## Requirements:
[1] According to the article about Theo Chocolate, how long had Joe Whinney and Debra Music been divorced when he founded the company?
[2] List every word or phrase the article about Theo Chocolate uses to describe the company's chocolate bars.

## Excerpt:
----------

Could you run a successful business with your ex-partner?
- 23 September 2013
- From the section Business
Most couples who get divorced want to get as far away from each other as quickly as possible. Joe Whinney and his ex-wife Debra Music decided to take a different path - they went into business together.
Mr Whinney, 46, and Ms Music, 51, run Theo Chocolate. Based in Seattle, they make award-winning, organic, Fair Trade chocolate bars.
Mr Whinney founded the company in 2006, and had no hesitation in bringing in his former spouse to look after sales and marketing.
At that time they had been divorced for seven years following a five-year marriage.
Mr Whinney, chief executive, says: "I asked Debra to help out part-time with sales while we were starting up the factory, because I knew that she wouldn't let anything fall through the cracks. I trust Debra completely, and as the company grew so did her responsibilities."
He adds that while they still occasionally row, it has a positive outcome.
"In so many ways we are totally different people. The tension created often leads to successful, passionate, and functional business practices.
"During our most heated conflicts we both know that we are safe and that the outcome will work."
Ms Music agrees, describing their working relationship as both "challenging and rewarding".

----------

Data entries
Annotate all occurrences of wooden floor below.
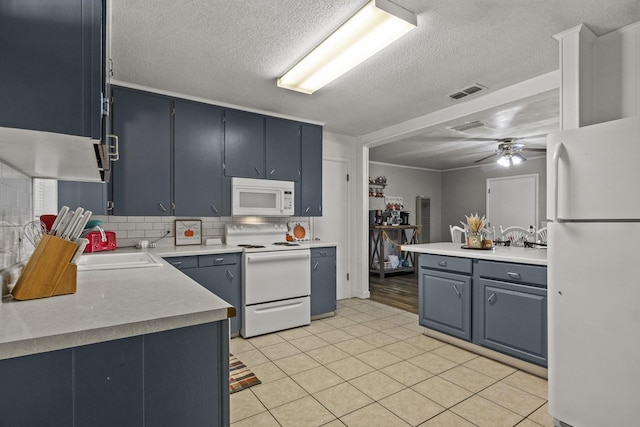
[369,273,418,314]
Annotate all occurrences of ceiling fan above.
[473,135,547,166]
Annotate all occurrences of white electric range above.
[225,224,311,338]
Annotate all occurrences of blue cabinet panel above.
[295,123,322,216]
[0,350,73,427]
[144,321,229,427]
[224,110,266,178]
[265,117,300,181]
[111,88,172,216]
[0,0,104,139]
[418,270,471,340]
[478,279,547,366]
[73,336,144,427]
[173,101,226,216]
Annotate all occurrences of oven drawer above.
[198,253,240,267]
[165,256,198,270]
[240,297,311,338]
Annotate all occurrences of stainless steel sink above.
[78,252,162,271]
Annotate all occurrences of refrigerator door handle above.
[551,142,564,222]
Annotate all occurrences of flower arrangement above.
[460,213,487,234]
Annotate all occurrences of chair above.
[500,226,533,246]
[449,225,467,243]
[480,226,496,240]
[536,227,547,244]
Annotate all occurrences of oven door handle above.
[247,252,311,262]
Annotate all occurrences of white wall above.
[369,162,442,242]
[441,157,547,241]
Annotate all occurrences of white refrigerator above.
[547,117,640,427]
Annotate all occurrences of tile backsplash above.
[94,216,309,248]
[0,162,33,270]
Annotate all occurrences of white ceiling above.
[111,0,640,170]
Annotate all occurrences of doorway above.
[487,174,538,236]
[313,159,352,299]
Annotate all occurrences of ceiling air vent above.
[449,120,485,132]
[449,83,486,101]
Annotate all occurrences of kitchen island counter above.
[402,242,547,265]
[0,255,235,360]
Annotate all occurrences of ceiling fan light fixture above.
[277,0,418,94]
[498,153,527,168]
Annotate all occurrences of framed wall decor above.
[175,219,202,246]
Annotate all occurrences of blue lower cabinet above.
[144,321,229,427]
[0,349,73,427]
[311,247,336,316]
[418,267,471,341]
[73,336,144,427]
[0,320,230,427]
[477,279,547,367]
[166,253,242,335]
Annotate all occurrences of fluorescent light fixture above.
[278,0,418,94]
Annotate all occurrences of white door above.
[313,159,351,299]
[487,174,539,232]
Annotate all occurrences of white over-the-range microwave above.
[231,177,295,216]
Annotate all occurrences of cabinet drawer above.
[198,254,240,267]
[165,256,198,270]
[478,261,547,286]
[420,254,471,274]
[311,247,336,258]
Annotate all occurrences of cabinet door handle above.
[107,133,120,162]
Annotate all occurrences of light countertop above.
[0,240,336,360]
[402,242,547,265]
[0,258,235,359]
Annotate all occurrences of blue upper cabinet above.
[173,101,226,216]
[0,0,104,139]
[265,117,300,181]
[111,88,172,216]
[295,123,322,216]
[224,110,265,178]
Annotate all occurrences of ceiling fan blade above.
[516,133,548,140]
[473,153,498,163]
[513,153,527,162]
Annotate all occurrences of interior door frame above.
[485,173,540,232]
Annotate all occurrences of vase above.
[467,233,482,249]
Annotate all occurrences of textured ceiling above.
[111,0,640,169]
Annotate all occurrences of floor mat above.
[229,353,262,393]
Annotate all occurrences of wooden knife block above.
[11,234,78,300]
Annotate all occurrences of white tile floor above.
[231,299,553,427]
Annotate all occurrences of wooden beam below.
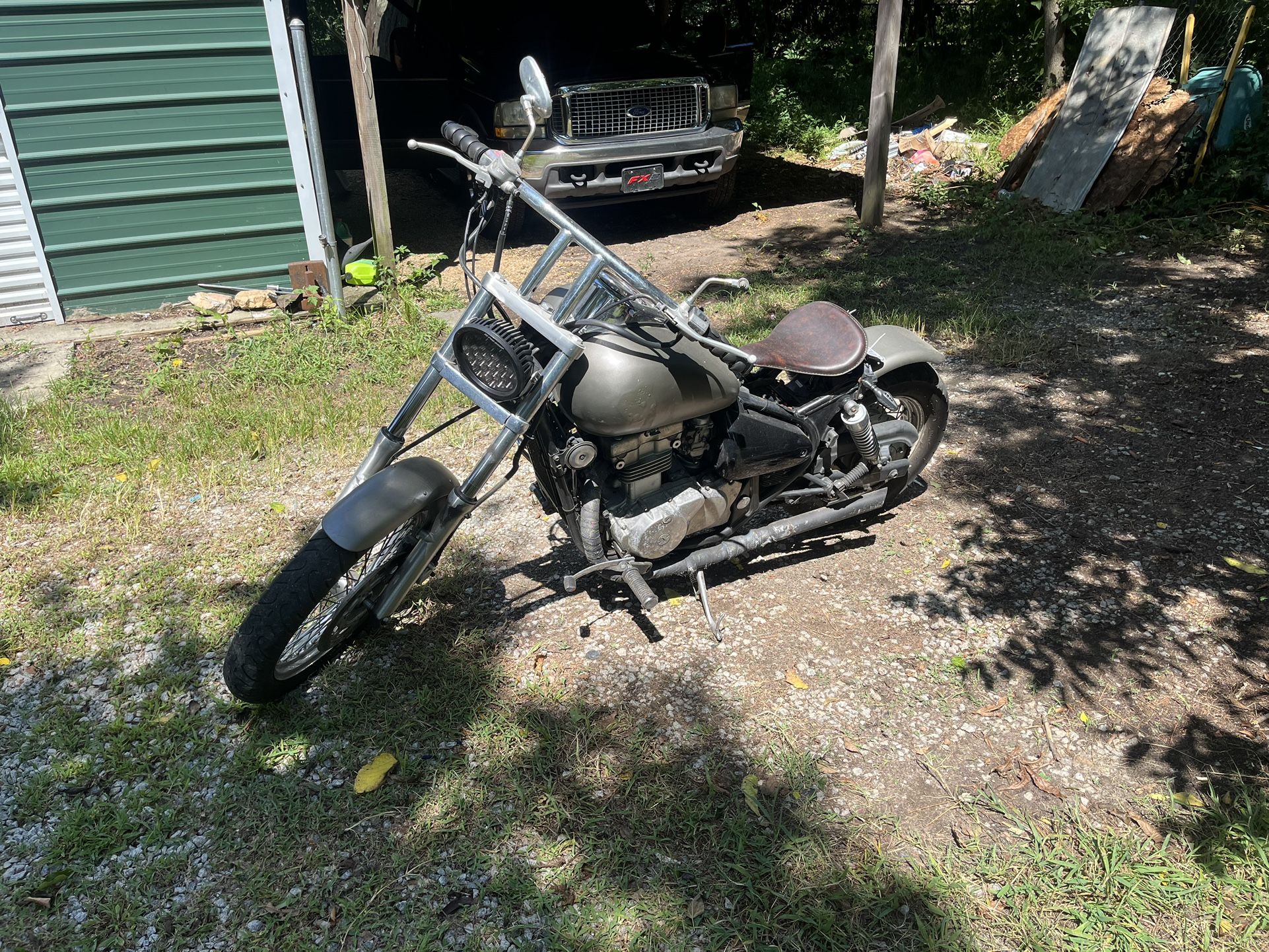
[343,0,396,264]
[859,0,903,228]
[1179,13,1194,86]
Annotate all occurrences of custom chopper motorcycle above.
[224,57,948,702]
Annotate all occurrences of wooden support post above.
[859,0,903,228]
[1178,14,1194,86]
[1190,5,1256,186]
[343,0,396,259]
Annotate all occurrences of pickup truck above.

----------

## Answers to the exercise:
[1] Seven years.

[2] Award-winning, organic, Fair Trade.